- _TASKS FOR THIS EXERCISE_
1. Answer these about the article on Macron's election:
(a) By what percentages did Macron defeat Marine LePen?
(b) What share of the French economy does the government sector make up?
(c) How fast has the French economy grown per year over the past 5 years?
2. Copy everything in the article on Macron's election from "On Sunday the" down to "and Gerhard Schröder.".

- _EXTRACT_

French Revolution?

What does Sunday’s election mean?

Photo: Lorie Shaull. Source: Wikipedia

On Sunday the reformist candidate Emmanuel Macron defeated populist Marine LePen by a landslide, 66% to 34%. The 39-year old will become the youngest French head of state since Napoleon. Macron has been described as a social democrat, who supports liberal social policies but who wants to enact conservative fiscal reforms, along the lines of the “third way” advocated by Bill Clinton, Tony Blair, and Gerhard Schröder.

It’s astounding that Macron was elected. He did not come up through normal political channels. His opponent, Marine LePen, has been in politics for decades, as had her father before her. While she has been labeled a populist because of her anti-Euro and anti-immigrant views, in many ways she is more a product of the political establishment. Macron promises he will upend the French economic system, which has a larger government sector than any other country in Europe – over 60% of the economy.

And the economy has been stagnant – growing 0.8% per year for the past 5 years, with 11% unemployment. The French electorate voted decisively to reject the established order. And – if he can assemble a government – Macron will do just that. He has no allegiance to France’s dirigist and corporatist heritage. His greatest difficulty may come from his sudden, astounding success.

Because it will be impossible for him to please all of his supporters. People voted for Macron for many reasons, and because he has almost no political history, he is a blank slate upon which they project their hopes for reform. In that way, he’s a lot like Barak Obama – a symbol to many of hope and change. But symbols don’t run things.

Photo: Claude Truong-Ngoc. Source: Wikipedia

The challenge now comes in formulating and enacting an agenda. As George Washington says to Alexander Hamilton in the hit musical:“Winning was easy, governing is a lot harder.”

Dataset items
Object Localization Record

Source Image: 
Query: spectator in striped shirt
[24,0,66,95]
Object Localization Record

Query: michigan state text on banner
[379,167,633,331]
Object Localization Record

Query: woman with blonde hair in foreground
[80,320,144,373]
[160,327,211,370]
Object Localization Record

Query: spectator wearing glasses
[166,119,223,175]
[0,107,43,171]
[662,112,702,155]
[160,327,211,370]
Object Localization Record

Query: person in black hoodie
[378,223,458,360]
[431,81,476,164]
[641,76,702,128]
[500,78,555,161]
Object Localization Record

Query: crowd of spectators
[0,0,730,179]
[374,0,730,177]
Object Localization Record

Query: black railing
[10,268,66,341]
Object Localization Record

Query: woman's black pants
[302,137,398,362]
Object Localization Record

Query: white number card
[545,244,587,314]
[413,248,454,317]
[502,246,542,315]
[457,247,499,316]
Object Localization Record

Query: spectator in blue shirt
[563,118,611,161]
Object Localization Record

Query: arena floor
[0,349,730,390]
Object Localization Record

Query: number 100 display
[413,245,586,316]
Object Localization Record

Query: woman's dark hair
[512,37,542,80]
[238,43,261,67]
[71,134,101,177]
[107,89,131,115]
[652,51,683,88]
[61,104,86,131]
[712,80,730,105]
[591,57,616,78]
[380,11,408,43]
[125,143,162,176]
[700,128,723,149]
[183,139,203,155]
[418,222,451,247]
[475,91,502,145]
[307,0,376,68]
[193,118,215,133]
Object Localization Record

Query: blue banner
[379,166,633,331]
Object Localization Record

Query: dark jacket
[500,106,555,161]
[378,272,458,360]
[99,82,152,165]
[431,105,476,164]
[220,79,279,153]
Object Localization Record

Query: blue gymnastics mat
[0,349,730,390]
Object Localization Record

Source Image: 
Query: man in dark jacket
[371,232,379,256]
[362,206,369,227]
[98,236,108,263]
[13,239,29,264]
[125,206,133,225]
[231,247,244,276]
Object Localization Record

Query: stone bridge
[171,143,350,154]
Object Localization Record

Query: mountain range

- _RESPONSES BY TASK_
1.
(a) 66% to 34%
(b) Over 60%
(c) 0.8% per year

2.
On Sunday the reformist candidate Emmanuel Macron defeated populist Marine LePen by a landslide, 66% to 34%. The 39-year old will become the youngest French head of state since Napoleon. Macron has been described as a social democrat, who supports liberal social policies but who wants to enact conservative fiscal reforms, along the lines of the “third way” advocated by Bill Clinton, Tony Blair, and Gerhard Schröder.